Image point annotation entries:
════════════════════

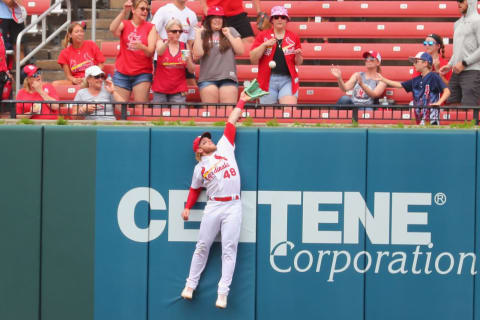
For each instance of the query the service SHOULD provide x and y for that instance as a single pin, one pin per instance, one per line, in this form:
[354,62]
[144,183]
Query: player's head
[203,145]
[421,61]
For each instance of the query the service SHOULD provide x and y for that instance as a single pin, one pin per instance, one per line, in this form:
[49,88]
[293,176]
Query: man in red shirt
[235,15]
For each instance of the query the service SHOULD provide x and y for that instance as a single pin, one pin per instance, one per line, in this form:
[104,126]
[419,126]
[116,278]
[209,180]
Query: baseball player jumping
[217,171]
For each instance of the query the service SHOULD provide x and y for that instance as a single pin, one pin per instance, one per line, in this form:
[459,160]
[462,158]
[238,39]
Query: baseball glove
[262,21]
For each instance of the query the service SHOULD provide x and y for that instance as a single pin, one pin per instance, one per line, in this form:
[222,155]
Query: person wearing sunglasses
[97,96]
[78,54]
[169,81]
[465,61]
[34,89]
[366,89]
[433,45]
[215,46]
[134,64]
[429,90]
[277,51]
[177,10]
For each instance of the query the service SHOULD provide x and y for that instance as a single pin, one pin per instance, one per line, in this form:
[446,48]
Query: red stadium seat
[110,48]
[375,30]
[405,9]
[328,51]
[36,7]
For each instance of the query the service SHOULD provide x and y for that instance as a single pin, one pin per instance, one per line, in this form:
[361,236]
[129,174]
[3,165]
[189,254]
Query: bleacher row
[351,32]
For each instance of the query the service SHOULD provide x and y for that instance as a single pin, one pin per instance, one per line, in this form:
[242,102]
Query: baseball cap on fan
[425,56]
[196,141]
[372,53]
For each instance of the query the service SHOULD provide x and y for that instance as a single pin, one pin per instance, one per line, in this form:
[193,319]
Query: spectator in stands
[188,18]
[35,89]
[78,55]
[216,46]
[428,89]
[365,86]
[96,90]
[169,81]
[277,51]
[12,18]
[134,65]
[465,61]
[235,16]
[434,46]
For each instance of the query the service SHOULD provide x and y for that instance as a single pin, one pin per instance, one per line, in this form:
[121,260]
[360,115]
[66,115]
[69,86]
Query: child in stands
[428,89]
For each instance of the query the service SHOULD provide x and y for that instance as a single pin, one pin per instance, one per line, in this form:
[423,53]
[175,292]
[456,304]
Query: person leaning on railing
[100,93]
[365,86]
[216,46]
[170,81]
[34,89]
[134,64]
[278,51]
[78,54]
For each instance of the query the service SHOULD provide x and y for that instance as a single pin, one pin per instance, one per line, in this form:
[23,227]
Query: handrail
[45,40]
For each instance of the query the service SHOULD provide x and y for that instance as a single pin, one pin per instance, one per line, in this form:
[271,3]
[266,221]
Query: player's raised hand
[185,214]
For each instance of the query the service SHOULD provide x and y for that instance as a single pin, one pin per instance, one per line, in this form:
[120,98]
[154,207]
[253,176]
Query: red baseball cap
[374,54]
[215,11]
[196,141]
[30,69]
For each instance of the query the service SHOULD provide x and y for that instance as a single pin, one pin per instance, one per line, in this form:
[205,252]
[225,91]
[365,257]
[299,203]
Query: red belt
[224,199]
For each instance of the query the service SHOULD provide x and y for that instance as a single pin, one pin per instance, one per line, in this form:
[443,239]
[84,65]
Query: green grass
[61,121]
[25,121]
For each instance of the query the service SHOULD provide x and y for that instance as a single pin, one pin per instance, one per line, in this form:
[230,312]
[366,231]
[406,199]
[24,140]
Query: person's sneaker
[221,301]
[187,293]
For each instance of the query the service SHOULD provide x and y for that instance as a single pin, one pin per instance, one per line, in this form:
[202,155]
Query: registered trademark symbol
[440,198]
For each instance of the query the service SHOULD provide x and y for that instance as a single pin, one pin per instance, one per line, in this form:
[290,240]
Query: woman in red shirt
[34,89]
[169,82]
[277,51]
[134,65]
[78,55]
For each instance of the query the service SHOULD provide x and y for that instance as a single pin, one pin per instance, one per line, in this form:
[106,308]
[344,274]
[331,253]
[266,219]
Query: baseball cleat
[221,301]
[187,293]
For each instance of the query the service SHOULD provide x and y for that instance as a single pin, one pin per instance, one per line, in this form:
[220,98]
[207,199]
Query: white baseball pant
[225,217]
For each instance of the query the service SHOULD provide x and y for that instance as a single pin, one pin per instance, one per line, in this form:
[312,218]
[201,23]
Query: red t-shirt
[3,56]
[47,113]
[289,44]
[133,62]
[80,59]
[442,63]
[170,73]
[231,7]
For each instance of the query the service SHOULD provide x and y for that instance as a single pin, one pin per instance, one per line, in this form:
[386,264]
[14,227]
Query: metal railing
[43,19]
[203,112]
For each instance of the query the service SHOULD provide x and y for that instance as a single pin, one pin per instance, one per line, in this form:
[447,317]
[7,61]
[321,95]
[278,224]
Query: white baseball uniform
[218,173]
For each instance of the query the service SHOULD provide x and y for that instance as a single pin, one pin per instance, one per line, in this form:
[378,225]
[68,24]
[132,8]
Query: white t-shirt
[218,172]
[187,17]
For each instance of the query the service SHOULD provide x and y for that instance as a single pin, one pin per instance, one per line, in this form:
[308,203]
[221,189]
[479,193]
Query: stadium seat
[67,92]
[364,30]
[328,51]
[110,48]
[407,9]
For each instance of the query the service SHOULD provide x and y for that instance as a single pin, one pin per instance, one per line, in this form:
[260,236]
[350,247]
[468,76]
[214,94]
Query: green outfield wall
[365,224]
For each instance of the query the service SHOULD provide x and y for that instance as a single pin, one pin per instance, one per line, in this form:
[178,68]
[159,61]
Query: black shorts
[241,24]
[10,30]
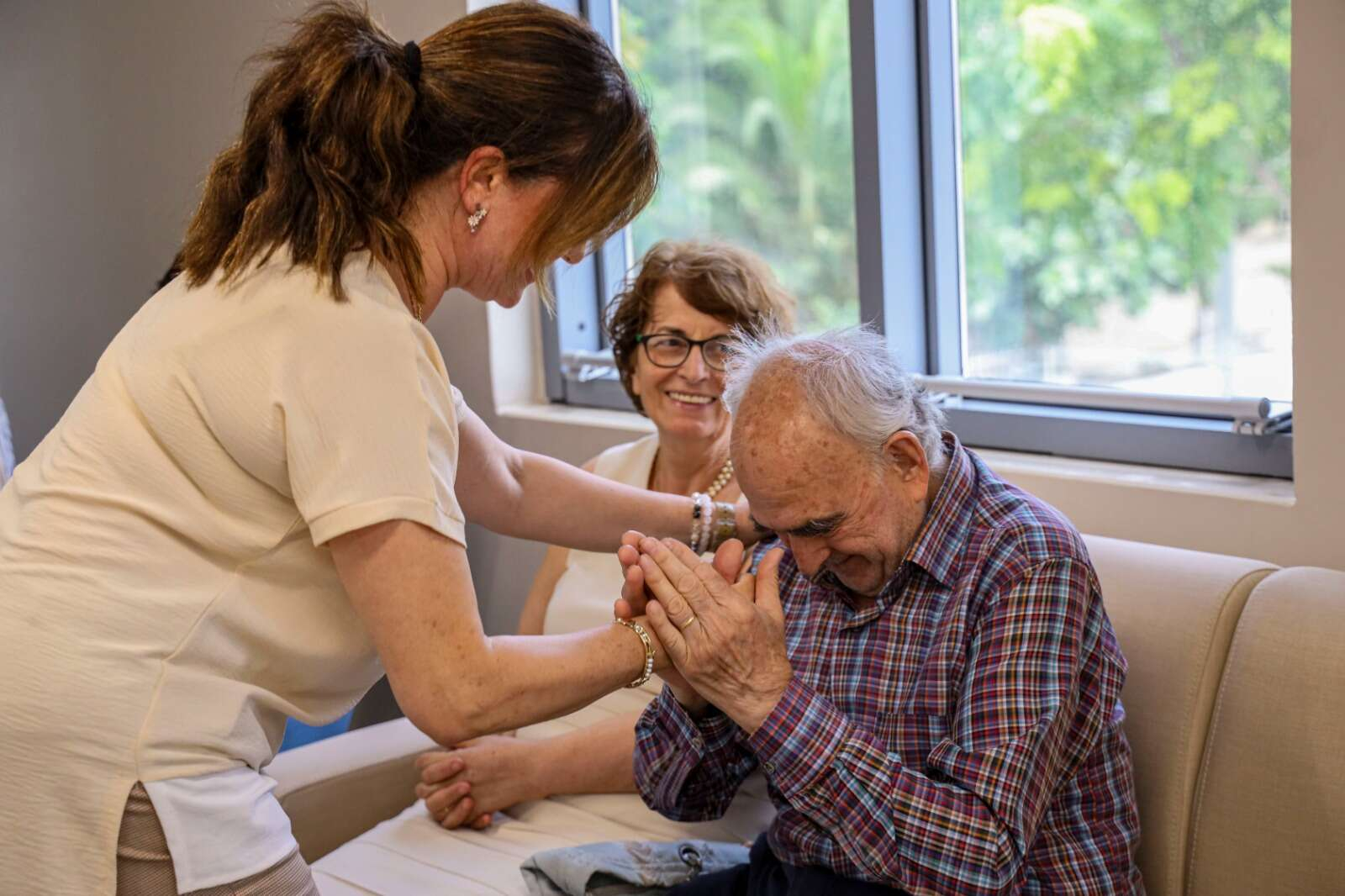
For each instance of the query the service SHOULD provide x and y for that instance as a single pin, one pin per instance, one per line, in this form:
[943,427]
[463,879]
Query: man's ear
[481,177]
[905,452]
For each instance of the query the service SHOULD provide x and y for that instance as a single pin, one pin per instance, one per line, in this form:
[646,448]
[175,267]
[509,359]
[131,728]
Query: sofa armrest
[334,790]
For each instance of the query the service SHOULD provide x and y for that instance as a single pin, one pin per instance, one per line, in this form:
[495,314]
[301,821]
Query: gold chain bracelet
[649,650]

════════════════════

§ **EXERCISE**
Print every entry exactly as written, without the pictures.

§ **EXERCISE RESPONSE**
For each instance of the query the service SHOULD provide x and y for that instance as a single pin, one pin per instance, one per line, in this form:
[354,62]
[144,183]
Query: player's head
[203,145]
[421,61]
For each instance of the query the service SHOULD provide x and y for that instance as a single pin, one pin per instance, one per line, in this form:
[49,88]
[293,176]
Query: man in red shirt
[235,15]
For each instance of the query the service SHOULD provide x and y for that instance as a single pin, one pin per instance, one per line, in this form:
[104,126]
[419,126]
[116,278]
[209,180]
Query: baseball player jumping
[217,171]
For each instance of the query the service SHOULD provide x and y for that instance as a single pin, one pin per instance, one per line, in this form:
[459,160]
[462,158]
[238,39]
Query: baseball glove
[262,21]
For each instance of the query the service SHOULD provide x and y for that instance as a single pin, one pin per instance, one per line, in this form:
[222,155]
Query: person wearing sunglasses
[97,96]
[78,54]
[169,81]
[465,61]
[34,89]
[366,89]
[433,45]
[215,46]
[134,64]
[429,90]
[277,51]
[177,10]
For each instance of the query the service SHOULD provide x and y for that instance as a single pin, one pin per instance, one per line, in this form:
[446,48]
Query: red stadium seat
[110,48]
[375,30]
[405,9]
[328,51]
[36,7]
For each instance of the query the service SHOULD provide x and y for that instance as a single pin, one pin per instance, one per line, in this form:
[361,236]
[129,174]
[3,165]
[189,254]
Query: bleacher row
[351,32]
For each instance of the query the service SHOULD provide x and y for that instance as a single pin, one pin per instance, one per line, in this form:
[242,102]
Query: baseball cap on fan
[425,56]
[196,141]
[372,53]
For each instance of the query the service SHOULD provide x and y for that instance as a single pin, one pin per instance, one per line, in this form:
[193,319]
Query: spectator in stands
[188,18]
[35,89]
[78,55]
[216,46]
[428,89]
[365,86]
[96,90]
[169,81]
[277,51]
[12,18]
[134,65]
[465,61]
[235,16]
[434,46]
For each instance of the query the service SHOULD provide x and y for that instance as a single pin, one pin per instance, one per line, in this form:
[121,260]
[360,115]
[66,115]
[69,86]
Query: child in stands
[428,89]
For each instance of the query the service SHOULD provide x and y for that instance as a single pin, one pin per instance, one per line, in this form:
[423,53]
[175,292]
[456,304]
Query: person leaning on railing
[100,93]
[365,86]
[216,46]
[170,81]
[34,89]
[134,64]
[278,51]
[78,54]
For each instance of the query the service SHOULD provide x and y for that instance as a single pin, one pin per instance, one per line, in this form:
[23,227]
Query: handrail
[45,40]
For each instance of the query the service SHOULD provide x and y for that instance as a single pin, one pin per instance, one per line, in this form:
[271,3]
[266,221]
Query: player's raised hand
[185,214]
For each instance of the query the service SHOULD provide x and y for that instance as a single pin, one pin per instance, one per line, in this form:
[120,98]
[154,207]
[253,176]
Query: red baseball cap
[374,54]
[215,11]
[196,141]
[30,69]
For each instance of the query the service SHOULD provide x and y for that instance as a single pin, one pin per instance, one per line, in this form:
[205,252]
[225,91]
[365,257]
[299,203]
Query: red belt
[224,199]
For each instance of the query the service SHOULD provide x and y for that instance as a single pin, one pin per instance, one per line, in this form:
[443,239]
[84,65]
Query: green grass
[61,121]
[25,121]
For each instance of the query the service SHOULD provide x and y for that instance as a single pin, one pin per instance, one per line, in this form:
[230,312]
[366,231]
[406,199]
[24,140]
Query: person's sneaker
[221,301]
[187,293]
For each instance of the query the service SHOULD provide x and y for that instance as a single pin, one pin per instance, one per line, in this form:
[202,155]
Query: registered trademark symbol
[440,198]
For each instance of the query the service SHOULD provide x and y for that instance as a single pin, one pin per instance, one per line, in this form:
[290,240]
Query: woman in red shirt
[34,89]
[169,82]
[277,51]
[134,65]
[78,55]
For each instance of the query the service SHOULD provide x and y for that instance as a single pin, one pin per instance, one per line, in this form:
[106,308]
[344,274]
[331,253]
[266,219]
Query: baseball cleat
[221,301]
[187,293]
For each instance of the query the service SHOULD provide x and y for that instance as a single pin, one pin per instance, one per line, in this form:
[220,98]
[207,199]
Query: white baseball pant
[225,217]
For each instance of the query the service SHOULD provide x and y for that instance as a single pin, one pin per instance, one per line, in this form:
[312,218]
[201,23]
Query: red t-shirt
[3,56]
[47,113]
[289,44]
[133,62]
[80,59]
[442,63]
[170,73]
[231,7]
For each instance of the query the service SHOULD provide x and y for that instance as a single pin, one pin per instance, one per line, in this form:
[386,264]
[14,227]
Query: metal railing
[43,19]
[203,112]
For each instance of the query the service SHOULD provide x and y for that instance as a single pin, one pin per instance, one per line, in this form:
[447,317]
[7,61]
[321,95]
[278,224]
Query: white baseball uniform
[218,173]
For each instance of the query the service SHOULD provide x and y for that instance as a single pin, one pin per instance, one per line, in this form:
[378,225]
[68,24]
[132,8]
Query: white t-shirt
[218,172]
[187,17]
For each instance of the query the service SHOULD provide x and y for that instance as a single pin, one pin per instance, one per line, in this form:
[308,203]
[221,189]
[479,193]
Query: stadium seat
[67,92]
[364,30]
[328,51]
[110,48]
[407,9]
For each instance of the query the service SHOULD provide x and y for that instance as a single pin, one pin per instance, one per line, in this form:
[260,236]
[350,247]
[468,76]
[214,94]
Query: green outfield wall
[365,224]
For each instance of the query the service SHOULD provide x and y for that instance as a single pin, one pin per instance, one per line, in this form:
[178,68]
[159,61]
Query: black shorts
[241,24]
[10,30]
For each instance of the query the service SHOULD provide x and y for that instance as a single pin, one pin per instance, one per line, in this form:
[943,427]
[463,879]
Query: man's ear
[481,177]
[905,452]
For each instance of the query the service SHOULD provide x and y for that instance as a single pin, one pin per instance, one per line, in this form:
[646,448]
[175,267]
[509,359]
[131,728]
Query: sofa armrest
[334,790]
For each instance of the query the service SHOULD provide x and y for that instance as a single pin, one pin per instance, one per line, in this form:
[495,314]
[301,821]
Query: gold chain bracelet
[649,650]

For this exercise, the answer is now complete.